===== Records for processing =====

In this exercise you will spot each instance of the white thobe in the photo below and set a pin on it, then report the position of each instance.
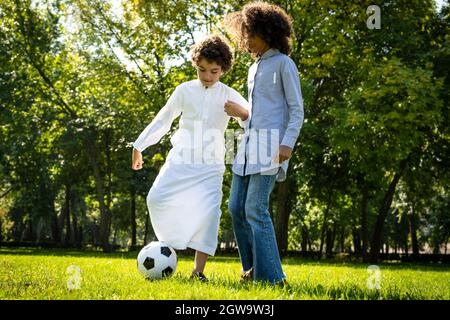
(184, 200)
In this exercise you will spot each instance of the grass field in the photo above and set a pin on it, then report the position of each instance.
(46, 274)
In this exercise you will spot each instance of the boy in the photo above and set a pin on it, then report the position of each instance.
(263, 155)
(184, 200)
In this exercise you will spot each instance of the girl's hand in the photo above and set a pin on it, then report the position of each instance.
(235, 110)
(136, 160)
(284, 153)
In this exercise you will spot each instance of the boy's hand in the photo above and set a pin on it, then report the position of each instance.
(136, 160)
(235, 110)
(284, 153)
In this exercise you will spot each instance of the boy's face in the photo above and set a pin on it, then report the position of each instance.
(208, 72)
(256, 44)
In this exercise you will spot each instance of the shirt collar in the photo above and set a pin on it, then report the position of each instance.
(269, 53)
(215, 85)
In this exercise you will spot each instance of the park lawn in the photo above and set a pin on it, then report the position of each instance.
(44, 274)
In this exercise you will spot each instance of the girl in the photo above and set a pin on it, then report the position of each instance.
(263, 155)
(184, 200)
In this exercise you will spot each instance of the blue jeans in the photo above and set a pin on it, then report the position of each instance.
(253, 227)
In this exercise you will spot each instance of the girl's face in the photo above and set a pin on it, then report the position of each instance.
(256, 44)
(208, 72)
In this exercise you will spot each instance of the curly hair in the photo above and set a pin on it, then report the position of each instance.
(268, 21)
(214, 49)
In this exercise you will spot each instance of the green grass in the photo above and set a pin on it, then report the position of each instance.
(42, 274)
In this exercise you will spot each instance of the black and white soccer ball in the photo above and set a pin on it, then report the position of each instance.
(157, 260)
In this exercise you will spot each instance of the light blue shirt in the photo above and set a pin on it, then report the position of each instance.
(276, 115)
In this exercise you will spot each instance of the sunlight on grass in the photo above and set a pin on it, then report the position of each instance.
(44, 274)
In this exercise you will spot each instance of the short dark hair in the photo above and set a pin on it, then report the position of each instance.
(214, 49)
(268, 21)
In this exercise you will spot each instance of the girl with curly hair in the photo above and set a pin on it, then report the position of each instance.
(276, 101)
(184, 200)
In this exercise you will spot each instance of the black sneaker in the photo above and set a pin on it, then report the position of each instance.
(200, 276)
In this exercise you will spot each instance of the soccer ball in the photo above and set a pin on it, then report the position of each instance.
(157, 260)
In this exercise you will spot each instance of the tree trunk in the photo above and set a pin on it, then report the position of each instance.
(364, 221)
(283, 212)
(133, 218)
(105, 216)
(107, 137)
(383, 212)
(66, 214)
(305, 238)
(329, 243)
(76, 234)
(357, 241)
(413, 231)
(325, 222)
(54, 225)
(342, 239)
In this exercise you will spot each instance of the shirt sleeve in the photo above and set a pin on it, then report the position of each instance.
(161, 124)
(294, 99)
(235, 97)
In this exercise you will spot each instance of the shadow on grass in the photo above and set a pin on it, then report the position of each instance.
(302, 289)
(187, 255)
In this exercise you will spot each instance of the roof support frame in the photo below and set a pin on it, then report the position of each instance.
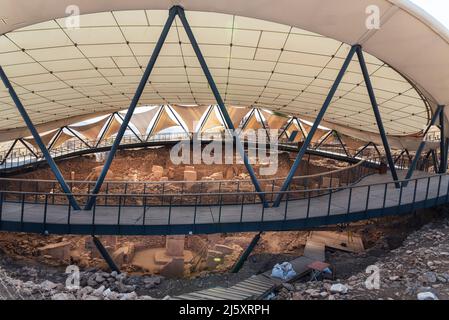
(411, 170)
(38, 140)
(315, 125)
(76, 135)
(28, 148)
(129, 127)
(171, 17)
(326, 136)
(213, 87)
(55, 138)
(9, 152)
(105, 129)
(377, 115)
(156, 120)
(342, 144)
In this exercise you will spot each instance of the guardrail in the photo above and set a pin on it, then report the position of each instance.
(300, 209)
(21, 157)
(137, 190)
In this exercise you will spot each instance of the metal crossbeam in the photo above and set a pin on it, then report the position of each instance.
(132, 107)
(38, 140)
(342, 144)
(105, 129)
(327, 135)
(129, 127)
(78, 137)
(312, 131)
(9, 152)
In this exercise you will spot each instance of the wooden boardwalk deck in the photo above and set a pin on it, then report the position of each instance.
(372, 193)
(259, 286)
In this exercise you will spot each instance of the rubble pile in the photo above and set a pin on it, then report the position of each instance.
(419, 269)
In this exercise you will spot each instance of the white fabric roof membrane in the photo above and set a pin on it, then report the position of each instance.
(273, 63)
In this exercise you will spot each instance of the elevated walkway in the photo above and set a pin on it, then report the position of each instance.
(372, 197)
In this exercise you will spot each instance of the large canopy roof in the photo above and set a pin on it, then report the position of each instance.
(280, 55)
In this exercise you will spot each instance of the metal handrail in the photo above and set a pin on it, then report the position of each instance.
(73, 146)
(336, 189)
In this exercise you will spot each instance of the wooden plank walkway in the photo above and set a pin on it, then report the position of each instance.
(259, 286)
(362, 198)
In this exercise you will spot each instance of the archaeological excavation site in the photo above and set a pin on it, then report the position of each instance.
(219, 151)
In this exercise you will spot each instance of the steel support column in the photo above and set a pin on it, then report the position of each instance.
(129, 127)
(9, 152)
(220, 103)
(443, 149)
(38, 140)
(312, 131)
(422, 145)
(376, 111)
(132, 107)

=====

▸ Problem details
Return the whole listing, word for word, and leave out every picture.

▸ Result of the exercise
In this exercise you will spot each instance of the white thobe in the photo below and set a pin on it, then report the position of each instance.
(184, 200)
In this exercise you will spot each instance of the grass field in the photo above and set a pin on it, then report the position of each instance.
(46, 274)
In this exercise you will spot each instance of the boy in the photo above and set a pin on it, then report the position of each instance.
(263, 155)
(184, 200)
In this exercise you will spot each instance of the girl's hand in the photo above and set a pin on it, then report the position of each instance.
(235, 110)
(136, 160)
(284, 153)
In this exercise you will spot each instance of the boy's hand in the photo above and set a pin on it, then report the position of each instance.
(136, 160)
(235, 110)
(284, 153)
In this exercise you will spot each instance of the boy's face in the photo above and set a pin on it, then report the position of each instance.
(208, 72)
(256, 44)
In this exercise you will spot each instance of the shirt collar in the photo above and set a pin on it, then report the position of each instance.
(269, 53)
(215, 85)
In this exercise you will spot each instance of the park lawn in the photo above and set a pin on it, then report the position of each instance.
(44, 274)
In this exercise you will spot each instance of the girl in the photo above and set a pin on it, then report the position of each instance.
(263, 155)
(184, 200)
In this exercise you will spot each instance of the blue jeans in the photo above and set a pin on it, then report the position of each instance.
(253, 227)
In this exercise you will spot each instance of the girl's face in the photo above and set a pin on it, then report the position of each instance.
(256, 44)
(208, 72)
In this exercise you will spot each instance of the curly hair in the photo above and set a pin on it, then report the position of each instance.
(268, 21)
(214, 49)
In this exercise you will spot each instance of the green grass in the photo above and set a pin on it, then report the position of each instance.
(42, 274)
In this exercise you will spot each instance of the black and white soccer ball in the photo above and set a pin on it, then report the position of each instance.
(157, 260)
In this exercise you will spot each instance of the light blue shirt in the photo above and set a pin on it, then report the position of each instance.
(276, 115)
In this exercise you will spot each instance of the sunlight on grass in the photo above and set a pin on it, then report the position of each instance.
(44, 274)
In this exercise you will spot each instance of the short dark hair in the photo above and set a pin on it, then report the position of each instance.
(214, 49)
(268, 21)
In this exercise you will spot each instance of the girl with curly hair in the photo above and set a pin on it, then report the position of each instance.
(276, 101)
(184, 200)
In this exercise you will spot each instance of the black sneaker in the photo above and set a pin on it, then report the position of each instance.
(200, 276)
In this exercise you will spot each instance of the soccer ball in the photo above and set a pin on it, then report the position of each instance.
(157, 260)
In this exercise you will spot each instance of the tree trunk in the photo above and set a pin on it, then report the position of each instance.
(364, 221)
(283, 212)
(133, 218)
(105, 216)
(107, 137)
(383, 212)
(66, 214)
(305, 238)
(329, 243)
(76, 234)
(357, 241)
(413, 231)
(325, 222)
(54, 225)
(342, 239)
In this exercise you will spot each instance of the shirt sleeve in the photo above and set a pin on it, then report the position of each instance.
(161, 124)
(294, 99)
(235, 97)
In this exercise you will spot each instance of the shadow on grass in the photo above and set a pin on it, then report the position of each instance.
(302, 289)
(187, 255)
In this exercise you will spot each instance of the roof support frame in the photo below and set a pin on it, then report the position of each instance.
(411, 170)
(38, 140)
(315, 125)
(76, 135)
(28, 148)
(129, 127)
(171, 17)
(326, 136)
(213, 87)
(55, 138)
(9, 152)
(105, 129)
(377, 115)
(156, 120)
(342, 144)
In this exercise you will spot each instance of the guardrail in the photo above and set a pin on it, then report the position of each instance.
(300, 209)
(21, 157)
(137, 190)
In this exercise you will spot each instance of the metal crossbeam in the photo above and set a pin on it, then report the position of each instance.
(132, 107)
(38, 140)
(342, 144)
(105, 129)
(327, 135)
(129, 127)
(78, 137)
(312, 131)
(9, 152)
In this exercise you will spot each instance of the wooden boardwalk deck in the photo above and set a pin on it, then report the position of each instance.
(372, 193)
(259, 286)
In this exercise you will spot each instance of the rubble pile in the photo above and set a pin on it, then report the position of each instance.
(419, 269)
In this exercise you will spot each instance of the white fabric roof membrane in the photo above and set a pin on it, then report the position of each instance.
(273, 63)
In this exercise you will spot each instance of the elevated walkway in the photo above and set a pin on it, then report the position of each instance.
(372, 197)
In this exercise you will spot each instance of the large canopy roof in the photo above and set a pin on it, then report the position of each instance.
(280, 55)
In this exercise you will spot each instance of the metal handrail in the photo above and set a pin on it, then report the position of each instance.
(73, 146)
(336, 189)
In this exercise you will spot each instance of the wooden plank walkway in the photo above and set a pin on it, then report the position of each instance.
(259, 286)
(362, 198)
In this exercise you will spot each instance of the archaeological excavation site in the photo above and set a pin on it, then report the position of each instance.
(219, 151)
In this exercise you will spot each instance of the steel support column in the photo above and set a pin on it, then report the position of each instance.
(129, 127)
(9, 152)
(220, 103)
(443, 149)
(38, 140)
(312, 131)
(422, 145)
(376, 111)
(132, 107)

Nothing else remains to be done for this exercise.